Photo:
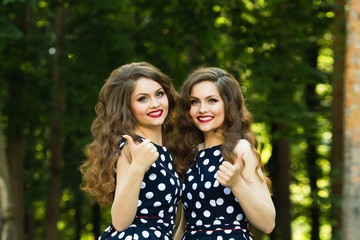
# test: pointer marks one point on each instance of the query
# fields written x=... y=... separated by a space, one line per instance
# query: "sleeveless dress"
x=158 y=200
x=211 y=210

◆ ◆ ◆

* Task to carry out *
Each entry should be set down exactly, pictures excluded.

* Worked solution *
Photo:
# test: pointer marks one point on each instance of the query
# fields written x=... y=... separated by a space, one line per instance
# query: "sleeveless dress"
x=158 y=200
x=211 y=210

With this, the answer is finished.